■ PAGE TEXT

Listed Building – Grade B2
- Official name: Town Hall, The Crescent, Portstewart, County Londonderry
- Designated: 3 April 1992
- Reference no.: HB 03/08/007

= Portstewart Town Hall =

Municipal Building in Portstewart, Northern Ireland

Portstewart Town Hall is a municipal structure in The Crescent, Portstewart, County Londonderry, Northern Ireland. The structure, which has been closed to the public since December 2019, is a Grade B2 listed building.

==History==
Following significant population growth, largely associated with the seaside tourism industry, the area became an urban district in 1916. In the late 1920s, council leaders decided to commission a permanent meeting place for the new council: the estate of the former principal landowner in the area, Commander Robert Acheson Cromie Montagu of Cromore House, made the selected site available to the council on a long lease for which they paid a premium of £1,000 in 1933.

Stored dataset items
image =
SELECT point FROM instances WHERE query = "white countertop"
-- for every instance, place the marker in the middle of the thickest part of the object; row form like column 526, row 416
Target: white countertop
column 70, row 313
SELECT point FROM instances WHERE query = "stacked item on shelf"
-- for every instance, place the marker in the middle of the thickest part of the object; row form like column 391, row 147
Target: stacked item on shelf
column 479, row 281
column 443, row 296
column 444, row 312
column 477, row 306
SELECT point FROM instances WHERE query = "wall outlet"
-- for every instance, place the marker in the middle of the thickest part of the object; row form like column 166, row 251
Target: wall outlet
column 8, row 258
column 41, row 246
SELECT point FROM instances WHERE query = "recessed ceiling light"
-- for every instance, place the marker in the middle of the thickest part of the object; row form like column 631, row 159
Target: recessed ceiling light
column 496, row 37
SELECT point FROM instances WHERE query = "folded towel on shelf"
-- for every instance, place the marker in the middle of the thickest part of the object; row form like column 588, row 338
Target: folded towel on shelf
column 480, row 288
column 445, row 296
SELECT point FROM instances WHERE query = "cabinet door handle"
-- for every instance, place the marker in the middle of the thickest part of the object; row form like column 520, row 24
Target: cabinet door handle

■ WHAT YOU NEED TO DO
In the Portstewart Town Hall text, since when has the structure been closed to the public?

■ RESULT OF THE EXERCISE
December 2019